## [Given problem]
Collect every line below that contains the string "Query". Case counts.

## [Source records]
▬▬▬▬▬▬▬▬▬▬
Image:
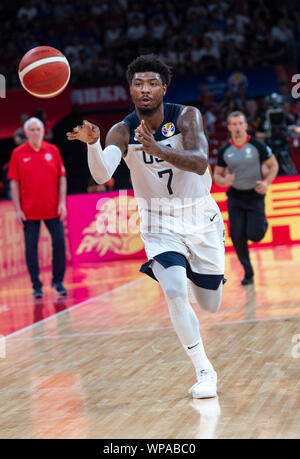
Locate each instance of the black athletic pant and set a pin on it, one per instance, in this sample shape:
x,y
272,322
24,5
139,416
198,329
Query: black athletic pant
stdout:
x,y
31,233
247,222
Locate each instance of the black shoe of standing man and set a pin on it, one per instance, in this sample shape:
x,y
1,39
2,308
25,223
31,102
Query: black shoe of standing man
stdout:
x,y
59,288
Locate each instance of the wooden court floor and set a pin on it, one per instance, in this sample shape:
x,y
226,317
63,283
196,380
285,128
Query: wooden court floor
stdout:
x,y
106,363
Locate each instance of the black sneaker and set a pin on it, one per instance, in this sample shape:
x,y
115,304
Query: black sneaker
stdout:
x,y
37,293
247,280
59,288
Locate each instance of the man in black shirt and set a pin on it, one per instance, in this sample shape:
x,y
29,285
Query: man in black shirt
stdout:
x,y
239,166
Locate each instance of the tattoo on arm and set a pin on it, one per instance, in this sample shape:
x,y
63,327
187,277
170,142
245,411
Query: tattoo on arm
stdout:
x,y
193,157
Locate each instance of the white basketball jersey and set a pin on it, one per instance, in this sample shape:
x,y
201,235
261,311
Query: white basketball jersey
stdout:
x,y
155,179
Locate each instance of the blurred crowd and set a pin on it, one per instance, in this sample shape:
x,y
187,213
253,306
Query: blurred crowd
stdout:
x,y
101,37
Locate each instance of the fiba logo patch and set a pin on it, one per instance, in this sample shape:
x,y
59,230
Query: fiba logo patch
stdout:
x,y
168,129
▬▬▬▬▬▬▬▬▬▬
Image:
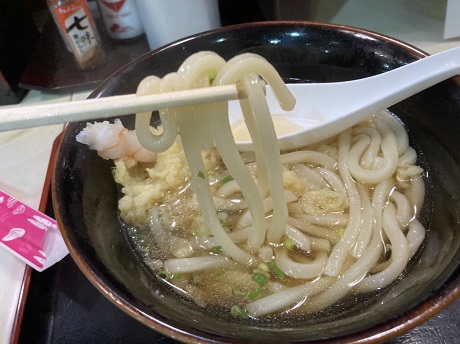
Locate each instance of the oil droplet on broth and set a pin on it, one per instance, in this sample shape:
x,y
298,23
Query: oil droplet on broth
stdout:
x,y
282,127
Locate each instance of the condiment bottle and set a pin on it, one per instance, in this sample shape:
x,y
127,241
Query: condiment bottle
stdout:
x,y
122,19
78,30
▬▬▬▬▬▬▬▬▬▬
## [Solution for this task]
Query: black athletic pant
Query: black shoe of standing man
Query: wooden court floor
Query: black sneaker
Query: man in black shirt
Query: tattoo on arm
Query: white basketball jersey
Query: blurred crowd
Query: fiba logo patch
Query: oil droplet on broth
Query: condiment bottle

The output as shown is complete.